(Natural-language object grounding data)
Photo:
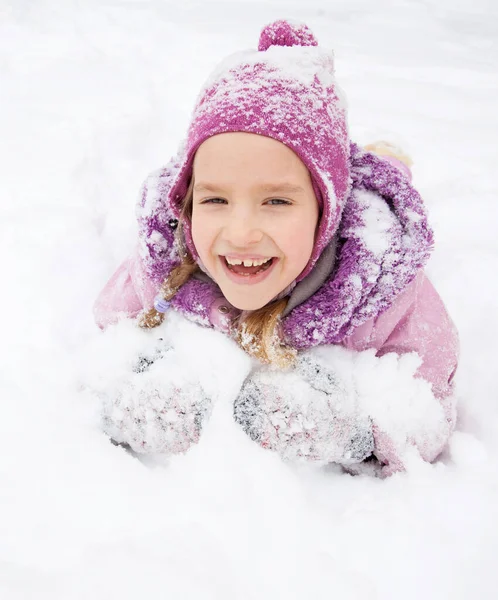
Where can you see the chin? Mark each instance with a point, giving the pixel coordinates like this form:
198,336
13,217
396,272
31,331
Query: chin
246,303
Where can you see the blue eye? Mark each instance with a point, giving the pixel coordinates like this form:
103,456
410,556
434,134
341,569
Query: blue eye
214,201
278,202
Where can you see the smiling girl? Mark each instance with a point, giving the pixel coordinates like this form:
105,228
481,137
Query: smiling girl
271,226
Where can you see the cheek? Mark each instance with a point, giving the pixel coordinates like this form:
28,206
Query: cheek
201,234
298,241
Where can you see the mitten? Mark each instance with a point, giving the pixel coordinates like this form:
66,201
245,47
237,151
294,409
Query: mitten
158,407
304,414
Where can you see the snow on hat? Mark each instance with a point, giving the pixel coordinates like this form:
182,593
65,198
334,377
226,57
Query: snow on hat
285,90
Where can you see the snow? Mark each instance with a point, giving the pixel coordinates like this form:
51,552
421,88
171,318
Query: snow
96,95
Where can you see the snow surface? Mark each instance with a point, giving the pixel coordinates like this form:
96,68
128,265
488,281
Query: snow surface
93,97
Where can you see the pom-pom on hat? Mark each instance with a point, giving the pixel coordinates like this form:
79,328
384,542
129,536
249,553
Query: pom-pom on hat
286,90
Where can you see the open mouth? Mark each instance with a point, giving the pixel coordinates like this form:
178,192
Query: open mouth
246,268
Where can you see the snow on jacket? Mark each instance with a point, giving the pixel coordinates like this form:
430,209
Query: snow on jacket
368,293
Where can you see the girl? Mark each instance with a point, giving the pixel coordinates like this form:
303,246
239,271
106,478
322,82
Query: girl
270,225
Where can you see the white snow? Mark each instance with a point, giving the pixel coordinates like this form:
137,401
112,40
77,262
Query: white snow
94,96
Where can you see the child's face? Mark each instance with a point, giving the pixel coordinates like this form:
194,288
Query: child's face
253,203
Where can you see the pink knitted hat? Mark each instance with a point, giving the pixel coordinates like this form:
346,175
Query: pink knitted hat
285,90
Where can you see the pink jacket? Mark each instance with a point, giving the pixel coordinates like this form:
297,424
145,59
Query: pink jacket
417,321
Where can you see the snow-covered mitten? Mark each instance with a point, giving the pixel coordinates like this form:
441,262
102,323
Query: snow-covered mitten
158,407
304,414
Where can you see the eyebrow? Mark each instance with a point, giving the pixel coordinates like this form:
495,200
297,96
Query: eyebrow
270,188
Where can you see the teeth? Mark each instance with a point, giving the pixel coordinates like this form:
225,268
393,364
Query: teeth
247,263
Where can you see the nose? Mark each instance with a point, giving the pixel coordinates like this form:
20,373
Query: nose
243,228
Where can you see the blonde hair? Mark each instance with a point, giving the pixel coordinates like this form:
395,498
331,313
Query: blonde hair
258,332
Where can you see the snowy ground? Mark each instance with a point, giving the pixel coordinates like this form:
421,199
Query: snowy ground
93,96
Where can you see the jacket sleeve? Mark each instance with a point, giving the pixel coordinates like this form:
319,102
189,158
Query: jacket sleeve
126,293
416,323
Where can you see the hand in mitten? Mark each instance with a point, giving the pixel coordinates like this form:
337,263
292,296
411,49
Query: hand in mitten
305,413
158,407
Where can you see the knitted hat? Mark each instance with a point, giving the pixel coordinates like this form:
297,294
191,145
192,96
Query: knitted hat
285,90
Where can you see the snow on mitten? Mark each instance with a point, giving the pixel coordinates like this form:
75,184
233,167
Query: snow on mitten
304,414
158,408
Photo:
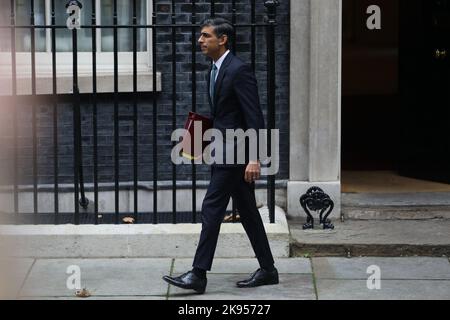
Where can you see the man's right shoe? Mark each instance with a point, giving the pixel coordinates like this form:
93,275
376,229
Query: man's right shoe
260,277
188,280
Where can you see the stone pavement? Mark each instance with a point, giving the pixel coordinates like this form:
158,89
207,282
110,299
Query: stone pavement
300,278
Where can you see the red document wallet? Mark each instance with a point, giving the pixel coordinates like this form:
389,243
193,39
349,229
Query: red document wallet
188,139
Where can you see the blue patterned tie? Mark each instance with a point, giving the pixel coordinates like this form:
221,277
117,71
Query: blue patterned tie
212,83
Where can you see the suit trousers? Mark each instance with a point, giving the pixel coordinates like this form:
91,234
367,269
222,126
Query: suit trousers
226,182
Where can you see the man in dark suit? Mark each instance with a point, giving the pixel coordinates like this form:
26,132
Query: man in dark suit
234,101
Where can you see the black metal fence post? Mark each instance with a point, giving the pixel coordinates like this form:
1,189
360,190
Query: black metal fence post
271,6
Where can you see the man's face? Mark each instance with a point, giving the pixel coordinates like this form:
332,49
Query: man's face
210,44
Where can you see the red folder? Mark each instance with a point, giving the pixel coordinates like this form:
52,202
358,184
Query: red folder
189,126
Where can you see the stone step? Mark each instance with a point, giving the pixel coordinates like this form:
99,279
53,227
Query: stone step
373,238
391,206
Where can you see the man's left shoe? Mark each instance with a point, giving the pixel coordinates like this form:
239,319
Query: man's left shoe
260,277
188,280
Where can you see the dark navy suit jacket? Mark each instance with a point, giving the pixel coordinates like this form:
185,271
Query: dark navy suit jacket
236,100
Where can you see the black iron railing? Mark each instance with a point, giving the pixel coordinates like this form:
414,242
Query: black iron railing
80,198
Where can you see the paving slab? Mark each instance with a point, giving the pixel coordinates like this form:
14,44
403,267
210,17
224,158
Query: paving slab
102,277
13,272
284,265
98,298
373,238
390,290
223,287
391,268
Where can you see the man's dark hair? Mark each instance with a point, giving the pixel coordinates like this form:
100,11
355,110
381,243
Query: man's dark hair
221,27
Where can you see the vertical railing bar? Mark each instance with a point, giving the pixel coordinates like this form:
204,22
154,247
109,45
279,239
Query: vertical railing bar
233,21
135,122
253,36
33,106
55,113
116,115
194,102
155,114
76,125
94,108
213,9
174,112
14,105
270,31
233,49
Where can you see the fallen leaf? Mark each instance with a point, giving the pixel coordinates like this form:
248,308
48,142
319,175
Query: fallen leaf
128,220
83,293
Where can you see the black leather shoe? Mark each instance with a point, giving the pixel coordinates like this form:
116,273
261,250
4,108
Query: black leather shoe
188,280
260,277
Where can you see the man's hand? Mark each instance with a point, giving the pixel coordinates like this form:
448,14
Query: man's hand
252,171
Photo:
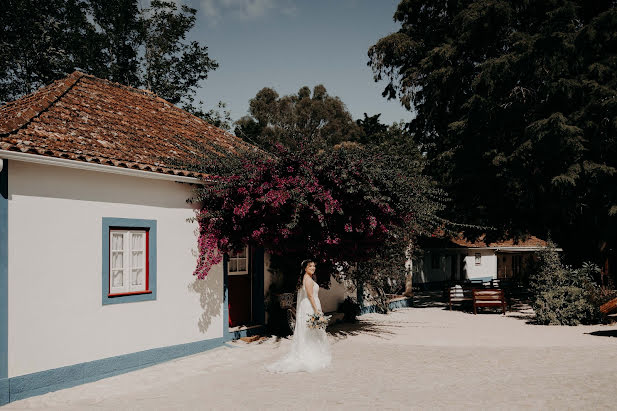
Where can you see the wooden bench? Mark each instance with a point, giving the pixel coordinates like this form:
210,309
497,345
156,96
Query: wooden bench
489,298
609,307
458,294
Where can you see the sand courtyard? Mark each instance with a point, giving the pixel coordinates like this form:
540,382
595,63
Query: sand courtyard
424,357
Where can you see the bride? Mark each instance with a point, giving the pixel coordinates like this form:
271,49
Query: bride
310,350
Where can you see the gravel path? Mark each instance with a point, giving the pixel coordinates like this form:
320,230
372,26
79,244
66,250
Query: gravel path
414,358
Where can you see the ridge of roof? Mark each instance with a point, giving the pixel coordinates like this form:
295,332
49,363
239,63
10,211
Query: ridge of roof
17,114
85,118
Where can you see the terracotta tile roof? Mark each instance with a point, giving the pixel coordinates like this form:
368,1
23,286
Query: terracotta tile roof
529,242
85,118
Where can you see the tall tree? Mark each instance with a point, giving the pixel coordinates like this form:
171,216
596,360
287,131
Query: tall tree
173,67
41,42
516,110
114,39
119,29
318,119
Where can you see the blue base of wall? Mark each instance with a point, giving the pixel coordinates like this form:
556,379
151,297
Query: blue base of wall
24,386
406,302
234,335
4,391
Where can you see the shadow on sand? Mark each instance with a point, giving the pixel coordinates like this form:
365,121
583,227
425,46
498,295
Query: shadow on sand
518,305
604,333
343,330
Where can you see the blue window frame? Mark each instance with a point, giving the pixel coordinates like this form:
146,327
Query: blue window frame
109,224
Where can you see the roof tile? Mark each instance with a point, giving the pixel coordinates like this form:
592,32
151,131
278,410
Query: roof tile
85,118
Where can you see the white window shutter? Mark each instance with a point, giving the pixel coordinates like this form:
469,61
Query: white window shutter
118,262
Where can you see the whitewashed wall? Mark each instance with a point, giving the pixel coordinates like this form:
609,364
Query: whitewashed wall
487,268
423,272
55,313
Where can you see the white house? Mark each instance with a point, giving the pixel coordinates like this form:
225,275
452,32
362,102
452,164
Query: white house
458,259
96,250
96,253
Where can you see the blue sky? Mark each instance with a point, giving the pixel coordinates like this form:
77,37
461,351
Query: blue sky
286,44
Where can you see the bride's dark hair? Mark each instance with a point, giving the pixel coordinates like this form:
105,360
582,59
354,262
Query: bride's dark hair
303,265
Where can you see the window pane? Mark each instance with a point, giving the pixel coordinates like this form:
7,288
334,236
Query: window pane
117,241
138,241
137,277
117,278
137,259
117,259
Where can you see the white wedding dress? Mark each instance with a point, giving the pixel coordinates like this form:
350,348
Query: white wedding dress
310,350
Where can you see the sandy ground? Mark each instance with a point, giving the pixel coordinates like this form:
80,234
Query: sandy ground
414,358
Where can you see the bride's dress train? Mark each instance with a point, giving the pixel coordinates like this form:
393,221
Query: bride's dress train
310,350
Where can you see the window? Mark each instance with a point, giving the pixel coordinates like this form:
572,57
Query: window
239,262
435,261
478,259
129,260
516,265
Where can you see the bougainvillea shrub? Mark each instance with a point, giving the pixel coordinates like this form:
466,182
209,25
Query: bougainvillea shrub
337,205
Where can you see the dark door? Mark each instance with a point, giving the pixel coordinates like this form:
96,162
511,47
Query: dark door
239,283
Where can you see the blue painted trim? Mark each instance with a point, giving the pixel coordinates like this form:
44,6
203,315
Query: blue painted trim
4,391
234,335
128,223
259,310
225,299
4,275
484,279
392,305
360,294
42,382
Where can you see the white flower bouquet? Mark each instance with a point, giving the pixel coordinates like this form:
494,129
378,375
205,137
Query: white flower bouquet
318,321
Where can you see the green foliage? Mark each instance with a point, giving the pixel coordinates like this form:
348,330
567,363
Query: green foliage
339,206
41,42
114,39
173,68
319,120
563,295
516,110
350,309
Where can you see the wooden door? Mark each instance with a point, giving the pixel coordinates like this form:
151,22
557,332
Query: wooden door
239,283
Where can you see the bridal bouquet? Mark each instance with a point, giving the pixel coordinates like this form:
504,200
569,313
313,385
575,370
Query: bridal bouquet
317,321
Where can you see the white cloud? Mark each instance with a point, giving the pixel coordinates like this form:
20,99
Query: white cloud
244,9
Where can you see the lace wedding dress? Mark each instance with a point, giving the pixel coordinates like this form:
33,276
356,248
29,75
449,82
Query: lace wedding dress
310,350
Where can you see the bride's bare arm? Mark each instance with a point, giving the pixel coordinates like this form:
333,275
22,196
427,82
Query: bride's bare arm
308,287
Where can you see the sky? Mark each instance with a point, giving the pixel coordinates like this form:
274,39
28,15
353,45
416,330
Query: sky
287,44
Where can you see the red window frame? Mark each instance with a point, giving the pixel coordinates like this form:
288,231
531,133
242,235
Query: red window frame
146,262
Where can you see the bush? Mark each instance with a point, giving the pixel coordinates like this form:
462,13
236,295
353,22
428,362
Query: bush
350,309
565,305
563,295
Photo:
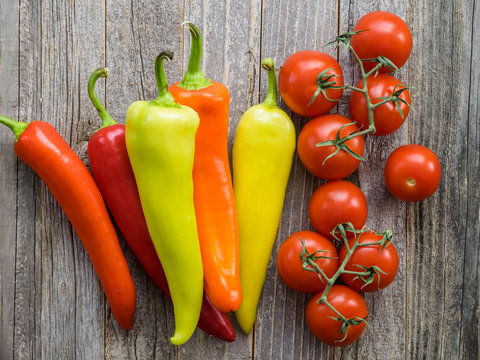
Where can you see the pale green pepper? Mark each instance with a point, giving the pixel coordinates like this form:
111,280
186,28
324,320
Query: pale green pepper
160,138
262,159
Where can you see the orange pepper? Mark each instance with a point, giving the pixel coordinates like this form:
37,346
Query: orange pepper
42,148
213,192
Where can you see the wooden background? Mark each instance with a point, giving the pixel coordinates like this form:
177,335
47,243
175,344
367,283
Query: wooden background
52,304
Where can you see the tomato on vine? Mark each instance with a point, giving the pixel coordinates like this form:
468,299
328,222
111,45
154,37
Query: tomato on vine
382,33
388,116
329,162
325,323
337,202
306,247
375,265
412,172
310,82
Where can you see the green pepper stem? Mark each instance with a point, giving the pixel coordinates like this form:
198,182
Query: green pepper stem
17,127
271,98
107,120
164,98
194,78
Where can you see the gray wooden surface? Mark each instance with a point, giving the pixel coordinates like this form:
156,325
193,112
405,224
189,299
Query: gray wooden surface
51,302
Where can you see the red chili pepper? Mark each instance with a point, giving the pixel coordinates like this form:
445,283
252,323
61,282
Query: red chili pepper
114,175
42,148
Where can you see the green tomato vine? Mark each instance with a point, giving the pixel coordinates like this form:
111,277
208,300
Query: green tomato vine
325,82
340,234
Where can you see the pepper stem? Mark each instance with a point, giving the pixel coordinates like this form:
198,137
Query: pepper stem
16,126
164,97
194,78
107,120
271,98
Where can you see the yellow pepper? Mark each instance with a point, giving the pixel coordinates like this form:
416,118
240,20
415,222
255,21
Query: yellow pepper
262,159
160,139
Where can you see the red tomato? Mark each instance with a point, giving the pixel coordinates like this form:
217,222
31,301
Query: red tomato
290,267
386,259
386,35
319,316
337,202
297,82
324,128
412,172
386,117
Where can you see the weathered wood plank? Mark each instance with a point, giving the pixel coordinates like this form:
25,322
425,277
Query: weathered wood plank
51,302
69,293
387,307
231,47
281,331
88,53
28,276
137,31
8,174
443,231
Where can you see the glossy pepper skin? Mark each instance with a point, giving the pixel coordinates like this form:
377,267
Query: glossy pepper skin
160,138
262,159
213,192
42,148
114,176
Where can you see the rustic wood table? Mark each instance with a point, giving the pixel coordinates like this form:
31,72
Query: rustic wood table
52,303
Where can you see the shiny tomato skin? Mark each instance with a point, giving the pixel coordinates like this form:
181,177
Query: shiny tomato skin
367,256
412,172
319,316
322,128
337,202
290,267
387,118
387,35
297,82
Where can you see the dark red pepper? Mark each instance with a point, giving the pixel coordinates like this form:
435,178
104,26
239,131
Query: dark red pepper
113,173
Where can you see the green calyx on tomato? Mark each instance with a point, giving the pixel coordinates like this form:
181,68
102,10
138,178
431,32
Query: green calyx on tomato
373,265
310,82
380,42
338,320
333,159
390,102
302,259
336,314
337,202
385,35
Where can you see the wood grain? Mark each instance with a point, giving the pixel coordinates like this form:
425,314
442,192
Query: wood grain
281,331
442,259
387,307
8,180
52,305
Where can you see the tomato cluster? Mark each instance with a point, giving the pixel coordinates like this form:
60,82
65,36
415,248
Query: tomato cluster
331,147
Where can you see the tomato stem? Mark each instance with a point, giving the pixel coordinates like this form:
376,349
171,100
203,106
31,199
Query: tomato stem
345,39
342,229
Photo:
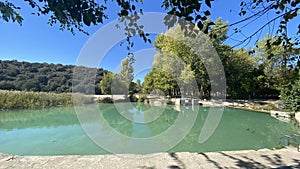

Your instructions:
Print again the lines of the entries above that fall between the line holding "Where can you see the blue window" and the line holding "Where can you see the window?", inclusive, exactly as they stand.

Reply:
Where can you see the blue window frame? Mark each instance with a point, giving the pixel coordinates like this form:
146,327
Query: blue window frame
109,224
Where can you see the roof tile? Mark each instance with a point, giving the pixel coordinates like this form:
592,32
151,131
278,410
Query: roof tile
85,118
Where can you see the white window shutter? Mark each instance with a point, giving the pixel coordinates like this form:
469,61
Query: white window shutter
118,262
Where can you see the whitewashed wall? Mark each instance with a point, giving the pixel coordinates like this form:
609,364
Query: whitewashed wall
487,268
423,272
55,313
Where can you see the white house? Mark each instance with a point, giving the pixel coordinates like this form:
225,275
452,32
362,102
452,164
Query: white house
458,259
96,250
96,253
Where can you see the blue sky? Mark each instance with a point, giving the pixel coordinates like this form:
77,37
461,351
Query: blue sky
286,44
Where can you see the bride's dark hair? Mark each instance with a point, giving the pixel coordinates like this form:
105,360
582,59
354,262
Query: bride's dark hair
303,265
Where can you see the window pane? Mark each instance with a point, giving the pixel coordinates like this form:
7,288
334,236
Query: window pane
117,241
138,241
137,277
117,278
137,259
117,259
Where can you see the white wedding dress? Mark each instance with a point, giving the pixel coordinates like this form:
350,348
Query: white wedding dress
310,350
Where can you see the sandy ground? Mark each instance with a point, giving the pixel coordinates like this form:
80,234
Query: sandy ground
414,358
Where can you see the bride's dress train? Mark each instance with a point, giving the pixel coordinates like this form:
393,221
Query: bride's dress train
310,350
Where can you see the window? Mark each instance with a point, giving the pixel coordinates like this form:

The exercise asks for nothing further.